* _Directions_:
Please copy exactly the part of the records below that opens with the line containing "74L75 89L81 100L104" and closes with the line containing "box: [493, 335, 564, 401]", leaving out any pictures.

* _Given records_:
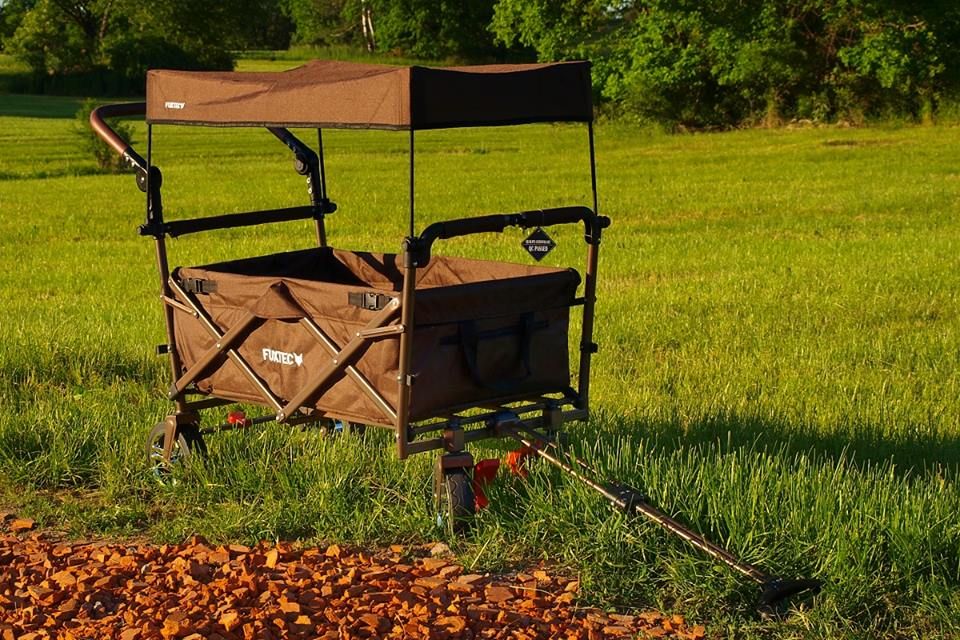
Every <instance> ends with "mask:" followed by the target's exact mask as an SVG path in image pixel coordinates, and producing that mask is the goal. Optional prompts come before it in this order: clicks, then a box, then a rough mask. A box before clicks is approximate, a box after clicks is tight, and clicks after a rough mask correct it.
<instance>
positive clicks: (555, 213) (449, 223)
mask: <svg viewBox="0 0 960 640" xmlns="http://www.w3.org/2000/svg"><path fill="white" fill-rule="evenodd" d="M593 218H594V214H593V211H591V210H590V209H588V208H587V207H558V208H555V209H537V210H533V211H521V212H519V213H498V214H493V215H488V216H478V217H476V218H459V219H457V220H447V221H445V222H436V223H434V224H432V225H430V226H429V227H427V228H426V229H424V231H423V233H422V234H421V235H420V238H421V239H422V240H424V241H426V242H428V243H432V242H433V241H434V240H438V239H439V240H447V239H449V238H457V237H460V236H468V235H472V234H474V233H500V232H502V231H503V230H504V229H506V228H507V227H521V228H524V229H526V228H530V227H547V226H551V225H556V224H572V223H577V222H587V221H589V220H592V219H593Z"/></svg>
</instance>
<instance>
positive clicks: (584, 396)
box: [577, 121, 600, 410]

--

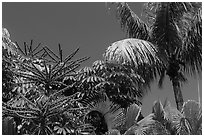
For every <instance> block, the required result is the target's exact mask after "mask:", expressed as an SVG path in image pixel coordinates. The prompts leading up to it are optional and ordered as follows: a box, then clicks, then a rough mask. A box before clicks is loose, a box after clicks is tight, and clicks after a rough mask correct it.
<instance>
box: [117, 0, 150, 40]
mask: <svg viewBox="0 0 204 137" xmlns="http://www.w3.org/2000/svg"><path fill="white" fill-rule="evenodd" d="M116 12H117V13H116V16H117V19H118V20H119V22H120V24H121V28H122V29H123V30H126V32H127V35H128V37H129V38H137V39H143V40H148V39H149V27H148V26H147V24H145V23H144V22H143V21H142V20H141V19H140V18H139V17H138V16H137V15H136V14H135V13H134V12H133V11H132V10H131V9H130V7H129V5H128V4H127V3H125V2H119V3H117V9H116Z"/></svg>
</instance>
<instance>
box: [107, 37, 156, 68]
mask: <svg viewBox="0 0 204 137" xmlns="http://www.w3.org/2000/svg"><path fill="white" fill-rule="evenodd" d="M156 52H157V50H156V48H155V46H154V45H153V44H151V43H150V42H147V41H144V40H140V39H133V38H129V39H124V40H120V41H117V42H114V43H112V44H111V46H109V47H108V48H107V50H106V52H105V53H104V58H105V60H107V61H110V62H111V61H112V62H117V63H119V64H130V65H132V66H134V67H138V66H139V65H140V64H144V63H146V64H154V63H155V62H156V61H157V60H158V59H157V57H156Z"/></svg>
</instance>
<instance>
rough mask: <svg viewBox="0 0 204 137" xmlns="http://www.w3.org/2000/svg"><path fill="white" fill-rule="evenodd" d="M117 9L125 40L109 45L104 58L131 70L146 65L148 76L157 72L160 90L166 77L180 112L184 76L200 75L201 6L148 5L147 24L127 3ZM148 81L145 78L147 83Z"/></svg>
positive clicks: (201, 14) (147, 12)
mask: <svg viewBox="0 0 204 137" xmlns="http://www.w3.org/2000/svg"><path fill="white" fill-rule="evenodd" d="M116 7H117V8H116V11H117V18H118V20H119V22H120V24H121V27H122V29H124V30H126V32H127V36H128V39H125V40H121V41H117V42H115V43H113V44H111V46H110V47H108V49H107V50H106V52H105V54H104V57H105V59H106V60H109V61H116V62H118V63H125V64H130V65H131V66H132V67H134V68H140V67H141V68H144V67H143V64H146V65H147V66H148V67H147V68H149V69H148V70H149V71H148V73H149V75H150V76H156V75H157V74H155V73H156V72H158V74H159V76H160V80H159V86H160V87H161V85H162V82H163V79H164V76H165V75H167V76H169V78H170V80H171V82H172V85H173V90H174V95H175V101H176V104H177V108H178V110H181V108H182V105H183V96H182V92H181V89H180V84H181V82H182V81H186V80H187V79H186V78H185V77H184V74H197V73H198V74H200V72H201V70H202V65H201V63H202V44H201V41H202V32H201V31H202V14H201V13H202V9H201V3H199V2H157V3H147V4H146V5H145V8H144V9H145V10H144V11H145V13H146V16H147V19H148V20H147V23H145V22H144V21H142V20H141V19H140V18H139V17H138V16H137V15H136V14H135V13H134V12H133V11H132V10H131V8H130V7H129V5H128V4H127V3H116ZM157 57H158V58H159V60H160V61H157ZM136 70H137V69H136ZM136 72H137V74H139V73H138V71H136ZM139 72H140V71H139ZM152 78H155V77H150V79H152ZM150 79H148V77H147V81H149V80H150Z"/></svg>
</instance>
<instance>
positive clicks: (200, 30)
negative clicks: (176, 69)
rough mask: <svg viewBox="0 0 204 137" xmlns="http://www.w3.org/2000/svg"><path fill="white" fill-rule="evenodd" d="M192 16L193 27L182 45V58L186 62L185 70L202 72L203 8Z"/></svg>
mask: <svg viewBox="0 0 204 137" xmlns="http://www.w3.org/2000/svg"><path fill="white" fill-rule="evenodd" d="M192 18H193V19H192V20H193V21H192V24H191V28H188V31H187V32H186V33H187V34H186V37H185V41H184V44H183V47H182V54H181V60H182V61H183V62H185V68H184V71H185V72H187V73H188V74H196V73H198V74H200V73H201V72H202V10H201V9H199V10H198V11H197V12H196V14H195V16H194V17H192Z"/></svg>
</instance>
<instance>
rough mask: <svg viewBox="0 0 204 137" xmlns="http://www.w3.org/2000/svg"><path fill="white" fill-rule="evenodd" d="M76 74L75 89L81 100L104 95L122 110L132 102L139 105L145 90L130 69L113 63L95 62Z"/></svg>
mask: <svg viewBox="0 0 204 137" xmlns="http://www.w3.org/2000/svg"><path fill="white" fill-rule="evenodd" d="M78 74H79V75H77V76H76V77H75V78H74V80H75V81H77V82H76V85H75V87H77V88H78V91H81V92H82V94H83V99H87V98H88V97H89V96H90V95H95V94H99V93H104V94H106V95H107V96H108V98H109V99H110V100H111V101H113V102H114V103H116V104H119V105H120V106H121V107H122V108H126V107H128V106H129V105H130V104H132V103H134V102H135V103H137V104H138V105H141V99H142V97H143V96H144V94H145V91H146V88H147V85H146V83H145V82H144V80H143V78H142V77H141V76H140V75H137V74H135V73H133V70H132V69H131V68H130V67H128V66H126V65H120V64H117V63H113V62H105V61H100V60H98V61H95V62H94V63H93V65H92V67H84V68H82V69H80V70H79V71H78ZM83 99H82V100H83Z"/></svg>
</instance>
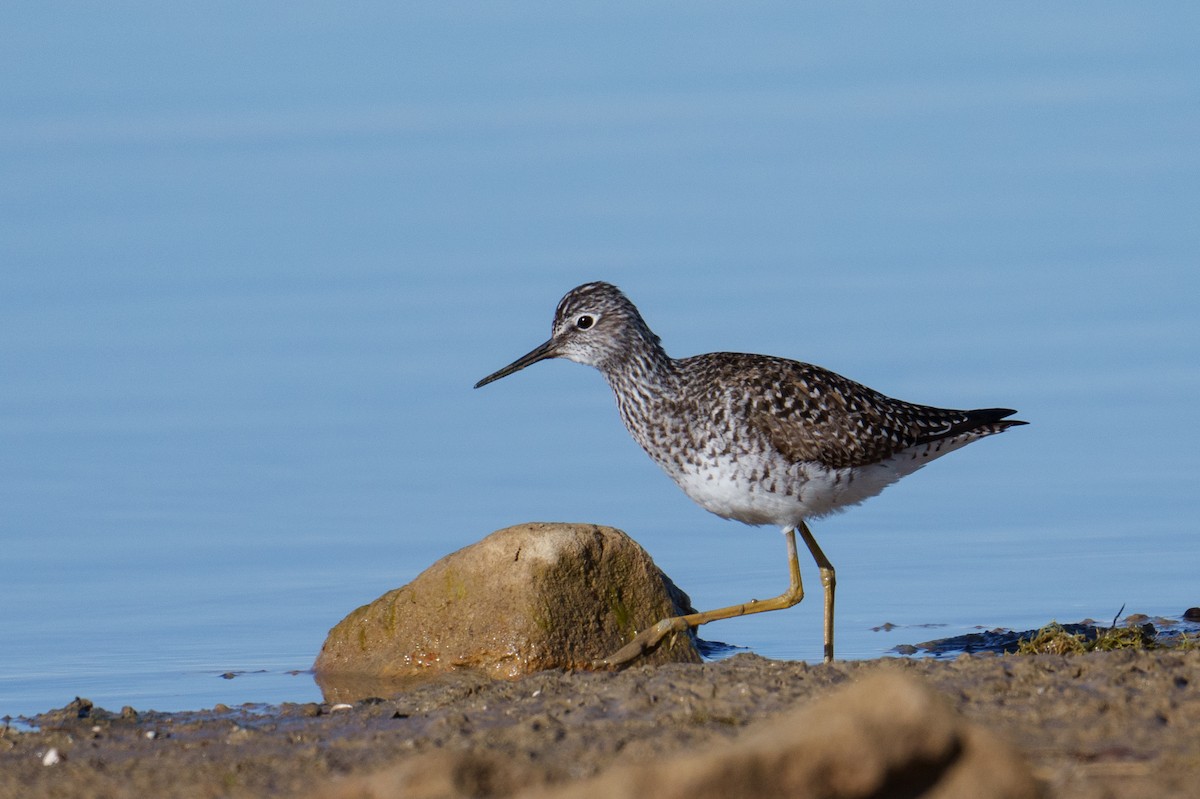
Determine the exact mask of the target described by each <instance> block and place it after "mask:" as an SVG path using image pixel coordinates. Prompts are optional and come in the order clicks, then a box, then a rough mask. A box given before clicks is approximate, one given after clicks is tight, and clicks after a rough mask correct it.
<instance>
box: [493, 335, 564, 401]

* _Result_:
rough mask: <svg viewBox="0 0 204 137" xmlns="http://www.w3.org/2000/svg"><path fill="white" fill-rule="evenodd" d="M76 74L75 89L81 100L104 95L122 110L132 102L139 105L145 90L130 69L113 63L95 62Z"/></svg>
mask: <svg viewBox="0 0 204 137" xmlns="http://www.w3.org/2000/svg"><path fill="white" fill-rule="evenodd" d="M78 74H79V75H77V76H76V77H75V78H74V80H75V81H77V82H76V85H75V87H77V88H78V91H81V92H82V94H83V99H87V98H88V97H89V96H90V95H95V94H99V93H104V94H106V95H107V96H108V98H109V99H110V100H111V101H113V102H114V103H116V104H119V105H120V106H121V107H122V108H126V107H128V106H129V105H130V104H132V103H134V102H135V103H137V104H138V105H141V99H142V97H143V96H144V94H145V91H146V88H147V85H146V83H145V82H144V80H143V78H142V77H141V76H140V75H137V74H135V73H133V70H132V69H131V68H130V67H128V66H126V65H120V64H117V63H113V62H105V61H100V60H98V61H95V62H94V63H93V65H92V67H84V68H82V69H80V70H79V71H78ZM83 99H82V100H83Z"/></svg>
</instance>
Determine the exact mask of the target described by each <instance> block and place it after "mask:" as an SVG path using image pixel coordinates. Prompts are optional and come in the order clicks, then a box, then a rough mask. A box given before clicks is approximate, one given after clicks is tight, and clicks after a rough mask correct it.
<instance>
box: [493, 335, 564, 401]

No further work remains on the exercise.